SHORT PROBLEM
Please return everything from the start of the rows down to the line containing "[[[0,138],[26,121],[24,117],[0,114]]]", keeping every line word for word and including that last line. Leave the pictures out of your answer.

INPUT ROWS
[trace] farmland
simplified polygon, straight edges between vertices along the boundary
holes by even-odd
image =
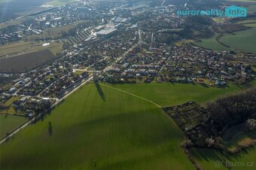
[[[187,100],[204,103],[242,87],[178,83],[100,87],[97,90],[93,83],[84,86],[44,121],[1,145],[2,168],[92,169],[95,160],[97,169],[193,169],[180,147],[183,132],[161,108],[143,98],[161,106]]]
[[[206,49],[212,49],[215,50],[230,50],[230,49],[226,47],[216,41],[217,35],[212,38],[203,38],[201,41],[194,42],[197,46],[202,47]]]
[[[256,86],[256,80],[249,83],[248,86]],[[243,86],[233,84],[230,84],[226,88],[208,88],[200,84],[187,83],[140,83],[112,85],[112,87],[150,99],[162,107],[176,105],[188,101],[203,104],[206,101],[213,101],[220,96],[237,93],[242,88],[245,88]]]
[[[48,50],[22,54],[0,59],[0,72],[26,72],[43,63],[54,59]]]
[[[0,138],[26,121],[24,117],[0,114]]]
[[[0,0],[0,21],[46,9],[43,5],[59,6],[72,2],[75,0]]]
[[[220,41],[235,49],[239,49],[245,52],[256,53],[256,27],[253,24],[247,26],[253,26],[243,31],[236,32],[235,35],[225,34]]]
[[[230,167],[231,169],[255,169],[256,147],[250,147],[239,153],[222,154],[220,151],[209,148],[193,148],[190,150],[193,156],[203,169],[228,169],[224,167],[226,162],[248,163],[246,168],[242,165]],[[223,164],[216,165],[215,162],[223,161]],[[252,163],[251,163],[252,162]]]
[[[59,6],[75,1],[75,0],[51,0],[44,4],[44,5]]]
[[[215,50],[238,50],[243,52],[256,53],[254,44],[256,43],[256,26],[252,20],[240,21],[239,23],[244,24],[246,26],[251,27],[251,29],[234,32],[233,34],[225,33],[220,38],[220,41],[230,47],[226,47],[221,45],[216,41],[215,35],[212,38],[203,38],[201,41],[194,42],[197,46],[212,49]]]
[[[105,101],[89,84],[2,144],[2,168],[92,169],[96,160],[98,169],[194,169],[179,147],[182,132],[160,108],[102,88]]]
[[[62,44],[59,41],[51,41],[48,46],[43,46],[42,44],[44,44],[44,43],[47,43],[47,41],[20,41],[6,44],[0,47],[0,57],[7,55],[10,56],[44,50],[49,50],[56,55],[62,49]]]

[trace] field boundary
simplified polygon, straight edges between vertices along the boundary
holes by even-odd
[[[145,98],[143,98],[143,97],[141,97],[141,96],[137,96],[137,95],[133,94],[133,93],[131,93],[124,91],[124,90],[120,90],[120,89],[117,89],[117,88],[114,88],[114,87],[110,87],[110,86],[108,86],[108,85],[105,85],[105,84],[103,84],[103,83],[99,83],[99,84],[102,85],[102,86],[103,86],[103,87],[108,87],[108,88],[110,88],[110,89],[112,89],[112,90],[117,90],[117,91],[120,91],[120,92],[123,92],[123,93],[124,93],[131,95],[131,96],[135,96],[135,97],[139,98],[139,99],[143,99],[143,100],[145,100],[145,101],[147,101],[147,102],[151,102],[151,103],[154,104],[154,105],[157,106],[157,108],[162,108],[160,105],[157,105],[157,103],[154,102],[153,101],[148,100],[148,99],[145,99]]]

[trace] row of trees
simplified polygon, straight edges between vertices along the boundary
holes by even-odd
[[[227,128],[246,121],[254,129],[253,120],[256,119],[256,89],[218,99],[209,103],[206,109],[209,116],[207,120],[204,120],[203,126],[211,130],[213,135],[221,135]]]

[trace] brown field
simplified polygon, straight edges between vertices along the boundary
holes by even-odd
[[[50,50],[45,50],[1,59],[0,72],[26,72],[54,59],[54,57],[55,56]]]

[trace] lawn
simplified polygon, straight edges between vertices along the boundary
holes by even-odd
[[[24,117],[0,114],[0,138],[26,121]]]
[[[230,50],[230,48],[221,45],[216,41],[217,35],[215,35],[212,38],[202,38],[200,41],[194,42],[194,44],[203,48],[212,49],[213,50]]]
[[[188,100],[204,103],[242,90],[235,85],[227,89],[171,83],[106,85],[161,106]],[[44,121],[0,145],[1,168],[194,169],[180,147],[184,133],[161,108],[131,94],[100,87],[84,86]]]

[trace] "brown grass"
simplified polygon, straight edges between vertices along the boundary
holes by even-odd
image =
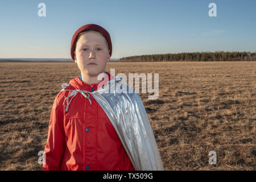
[[[159,74],[159,96],[139,94],[166,170],[255,170],[256,62],[109,63],[106,71]],[[60,85],[73,63],[0,64],[0,169],[42,170]],[[210,151],[217,164],[210,165]]]

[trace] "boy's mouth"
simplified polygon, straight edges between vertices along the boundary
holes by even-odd
[[[87,64],[87,65],[97,65],[97,64],[94,63],[90,63]]]

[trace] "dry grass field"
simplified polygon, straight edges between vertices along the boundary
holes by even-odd
[[[255,170],[256,62],[109,63],[159,73],[159,96],[140,93],[166,170]],[[54,98],[80,75],[75,63],[0,63],[0,170],[42,170]],[[217,154],[217,164],[208,153]]]

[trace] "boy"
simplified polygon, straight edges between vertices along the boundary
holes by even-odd
[[[63,84],[55,98],[43,169],[163,170],[139,96],[117,93],[122,79],[105,71],[112,53],[108,31],[82,26],[71,53],[81,75]]]

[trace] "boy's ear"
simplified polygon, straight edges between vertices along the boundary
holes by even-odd
[[[76,51],[74,51],[74,58],[75,58],[75,63],[77,63],[77,61],[76,61]]]
[[[107,59],[107,62],[109,62],[109,61],[110,60],[110,50],[109,49],[109,53],[108,54],[108,59]]]

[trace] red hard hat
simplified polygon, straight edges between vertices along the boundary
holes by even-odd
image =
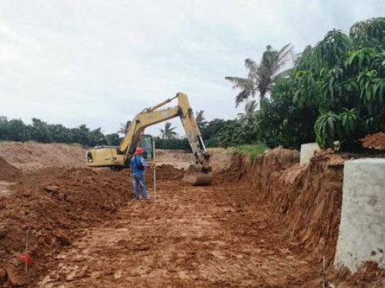
[[[135,151],[135,154],[142,154],[143,153],[144,153],[144,150],[140,147],[136,148],[136,150]]]

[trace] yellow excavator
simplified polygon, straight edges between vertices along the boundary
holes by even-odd
[[[176,106],[162,108],[175,99],[178,101]],[[154,147],[152,137],[143,134],[144,129],[177,117],[181,119],[195,158],[195,163],[188,167],[182,180],[193,185],[211,184],[212,174],[210,165],[210,155],[206,149],[187,95],[180,92],[176,96],[138,114],[131,121],[119,147],[100,146],[88,150],[87,166],[111,167],[115,169],[129,167],[130,160],[138,147],[144,148],[148,163],[151,163]]]

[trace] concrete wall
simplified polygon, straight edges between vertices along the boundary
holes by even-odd
[[[320,151],[320,147],[317,143],[307,143],[301,145],[300,164],[308,164],[315,152]]]
[[[346,161],[334,265],[356,272],[364,261],[385,267],[385,159]]]

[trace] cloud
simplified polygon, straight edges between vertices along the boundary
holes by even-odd
[[[269,44],[300,51],[384,8],[377,0],[4,0],[0,115],[112,132],[182,91],[207,119],[234,118],[241,108],[223,77],[245,75],[245,58],[259,60]]]

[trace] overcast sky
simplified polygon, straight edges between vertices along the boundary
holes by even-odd
[[[207,119],[233,119],[223,77],[245,76],[245,58],[384,12],[385,0],[0,0],[0,115],[111,133],[183,91]]]

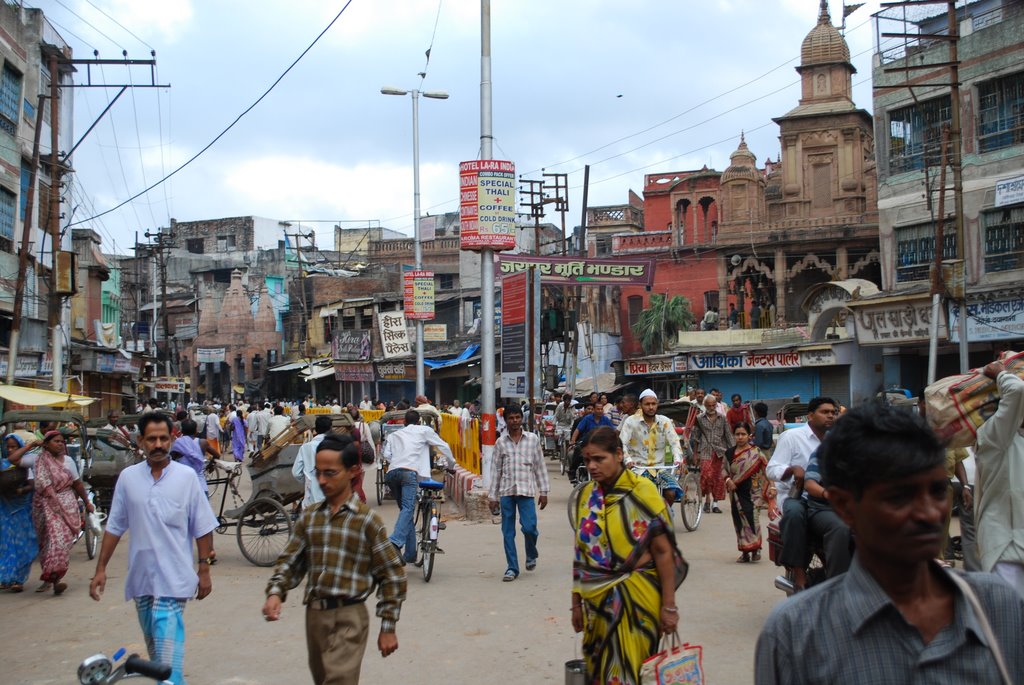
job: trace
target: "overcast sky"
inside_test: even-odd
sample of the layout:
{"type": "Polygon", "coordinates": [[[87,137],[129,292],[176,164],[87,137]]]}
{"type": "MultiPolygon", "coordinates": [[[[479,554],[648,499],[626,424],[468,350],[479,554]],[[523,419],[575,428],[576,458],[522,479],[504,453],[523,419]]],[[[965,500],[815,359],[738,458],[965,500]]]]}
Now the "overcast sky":
{"type": "MultiPolygon", "coordinates": [[[[451,93],[420,100],[421,204],[424,214],[458,209],[458,164],[480,147],[479,4],[352,0],[210,149],[90,219],[210,143],[345,3],[39,0],[76,57],[147,58],[153,49],[158,83],[170,85],[126,92],[76,152],[73,221],[90,219],[78,225],[122,253],[136,230],[172,217],[300,221],[324,247],[338,222],[411,233],[412,105],[380,94],[385,85],[451,93]]],[[[841,0],[828,5],[839,25],[841,0]]],[[[847,20],[855,101],[868,112],[877,8],[874,0],[847,20]]],[[[725,169],[740,130],[763,164],[779,151],[771,118],[800,96],[794,67],[817,12],[818,0],[493,0],[494,156],[527,178],[542,168],[568,173],[569,226],[580,222],[585,164],[591,206],[625,203],[644,174],[725,169]]],[[[117,67],[98,76],[148,83],[146,72],[117,67]]],[[[76,138],[115,93],[75,92],[76,138]]]]}

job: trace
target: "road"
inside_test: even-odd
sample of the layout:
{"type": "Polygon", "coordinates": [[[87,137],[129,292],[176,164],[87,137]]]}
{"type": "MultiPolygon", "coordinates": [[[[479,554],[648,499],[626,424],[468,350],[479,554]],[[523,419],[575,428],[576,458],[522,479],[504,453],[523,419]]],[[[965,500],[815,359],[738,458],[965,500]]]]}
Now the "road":
{"type": "MultiPolygon", "coordinates": [[[[566,518],[569,486],[553,463],[551,481],[551,504],[539,517],[537,570],[502,583],[500,527],[450,518],[440,534],[445,554],[437,557],[430,583],[409,567],[399,647],[387,659],[375,651],[379,624],[371,618],[362,682],[460,685],[494,675],[511,683],[564,682],[563,663],[578,644],[569,623],[572,533],[566,518]]],[[[396,505],[385,501],[380,510],[390,527],[396,505]]],[[[728,513],[706,514],[697,531],[677,531],[677,540],[690,563],[689,577],[677,594],[681,638],[703,646],[710,682],[753,682],[758,633],[771,607],[782,600],[772,587],[776,569],[767,551],[761,563],[735,563],[728,513]]],[[[188,682],[308,682],[301,592],[289,597],[280,622],[264,622],[260,608],[269,569],[242,557],[233,529],[215,536],[215,544],[219,561],[212,569],[213,594],[189,603],[185,611],[188,682]]],[[[78,663],[90,654],[110,654],[120,646],[144,654],[134,607],[123,601],[126,557],[123,541],[99,603],[88,596],[93,562],[81,543],[73,551],[70,589],[63,596],[32,592],[38,564],[27,592],[0,595],[0,643],[8,654],[0,680],[66,684],[76,680],[78,663]]],[[[372,612],[372,601],[369,606],[372,612]]]]}

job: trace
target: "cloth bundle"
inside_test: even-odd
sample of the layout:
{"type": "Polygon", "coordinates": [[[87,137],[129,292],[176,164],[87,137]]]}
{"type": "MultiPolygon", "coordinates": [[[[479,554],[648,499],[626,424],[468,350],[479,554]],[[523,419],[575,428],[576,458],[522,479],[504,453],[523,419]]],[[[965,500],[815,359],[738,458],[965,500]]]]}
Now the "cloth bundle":
{"type": "MultiPolygon", "coordinates": [[[[1005,352],[1007,371],[1024,378],[1024,352],[1005,352]]],[[[999,403],[995,381],[975,369],[949,376],[925,388],[928,423],[947,447],[973,445],[981,424],[995,414],[999,403]]]]}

ANSWER TO THIS TASK
[trace] farmland
simplified polygon, straight edges between vertices along the boundary
holes by even-odd
image =
[[[187,100],[204,103],[242,87],[178,83],[100,87],[97,90],[93,83],[84,86],[44,121],[1,145],[2,168],[92,169],[95,160],[97,169],[193,169],[180,147],[183,132],[161,108],[143,98],[161,106]]]
[[[206,49],[212,49],[215,50],[230,50],[230,49],[226,47],[216,41],[217,35],[212,38],[203,38],[201,41],[194,42],[197,46],[202,47]]]
[[[256,86],[256,80],[249,83],[248,86]],[[243,86],[233,84],[230,84],[226,88],[208,88],[200,84],[187,83],[140,83],[112,85],[112,87],[150,99],[162,107],[176,105],[188,101],[203,104],[206,101],[213,101],[220,96],[237,93],[242,88],[245,88]]]
[[[48,50],[22,54],[0,59],[0,72],[26,72],[43,63],[54,59]]]
[[[0,138],[26,121],[24,117],[0,114]]]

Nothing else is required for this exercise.